The Church of the Most Precious Blood is a Catholic parish in New York City. The parish is under the authority of the Archdiocese of New York, and is the National Shrine Church of San Gennaro. Located at 113 Baxter Street with an additional entrance on Mulberry Street, the Church of the Most Precious Blood is part of Manhattan's Little Italy neighborhood. The Most Precious Blood parished merged with Old St. Patrick's Cathedral parish, and the two churches share priests and administrative staff.

==History==
The parish of the Most Precious Blood was established in 1888 as a National Parish to serve the rapidly growing number of Italian immigrants in Lower Manhattan. Building of the church was begun by the Scalabrini Fathers around 1891. The Scalabrini Order built the foundation but ran out of funding. The Franciscans then took over the parish and completed the church building in 1904.
===San Gennaro Festival===
During the Feast of San Gennaro, which is held yearly in September, a celebratory Mass is held at the church on the September 19th the feast day of San Gennaro. After the Mass, a statue of San Gennaro is taken from its home within the church on a procession through the streets of Little Italy.

Due to manpower shortages, in March 2014, the Franciscans withdrew from Most Precious Blood and it came under diocesan administration. In 2015, the church became part of the parish of St. Patrick's Old Cathedral. Mass is celebrated at Most Precious Blood on Wednesdays and Sundays. In 2018, the parish rectory on Mulberry Street was listed for sale.

During the Extraordinary Jubilee of Mercy, from December 8, 2015, the Feast of the Immaculate Conception, to November 20, 2016, the Feast of Christ the King, was one of the sites of the Holy doors.

==Architecture==
The church was designed by William Schickel & Company, who provided an Italian Franciscan style structure. The marble main and side altars are by Borgia Marble Works of New York. The interior is decorated in Neapolitan Baroque style. Donatus Buongiorno created thirty oil painting murals for the walls and ceiling. The building was renovated in 1995 by the Gargiulo Brothers Construction Company of Mount Vernon, to repair damage suffered from water leakage and general disrepair. The Church was re-consecrated by Archbishop John Cardinal O'Connor on February 7, 1997.

GIVEN INFORMATION »
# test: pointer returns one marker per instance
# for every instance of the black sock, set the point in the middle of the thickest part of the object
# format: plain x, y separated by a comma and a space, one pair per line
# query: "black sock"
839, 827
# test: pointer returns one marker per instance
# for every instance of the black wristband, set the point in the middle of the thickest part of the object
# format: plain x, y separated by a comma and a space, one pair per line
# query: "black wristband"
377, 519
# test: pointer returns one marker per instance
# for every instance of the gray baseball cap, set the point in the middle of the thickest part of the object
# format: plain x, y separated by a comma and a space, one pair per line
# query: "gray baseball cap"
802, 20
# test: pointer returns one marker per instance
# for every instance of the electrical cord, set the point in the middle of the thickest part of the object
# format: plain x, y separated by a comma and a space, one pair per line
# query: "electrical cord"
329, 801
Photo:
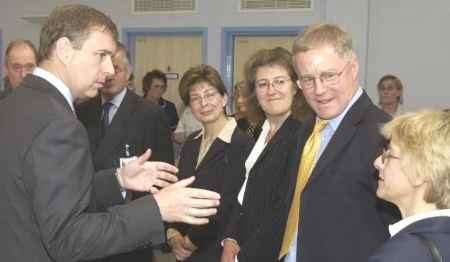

ASSIGNMENT »
Reproduce the text about the Church of the Most Precious Blood word for word, from "During the Extraordinary" up to and including "February 7, 1997.".

SOLUTION FOR THIS EXERCISE »
During the Extraordinary Jubilee of Mercy, from December 8, 2015, the Feast of the Immaculate Conception, to November 20, 2016, the Feast of Christ the King, was one of the sites of the Holy doors.

==Architecture==
The church was designed by William Schickel & Company, who provided an Italian Franciscan style structure. The marble main and side altars are by Borgia Marble Works of New York. The interior is decorated in Neapolitan Baroque style. Donatus Buongiorno created thirty oil painting murals for the walls and ceiling. The building was renovated in 1995 by the Gargiulo Brothers Construction Company of Mount Vernon, to repair damage suffered from water leakage and general disrepair. The Church was re-consecrated by Archbishop John Cardinal O'Connor on February 7, 1997.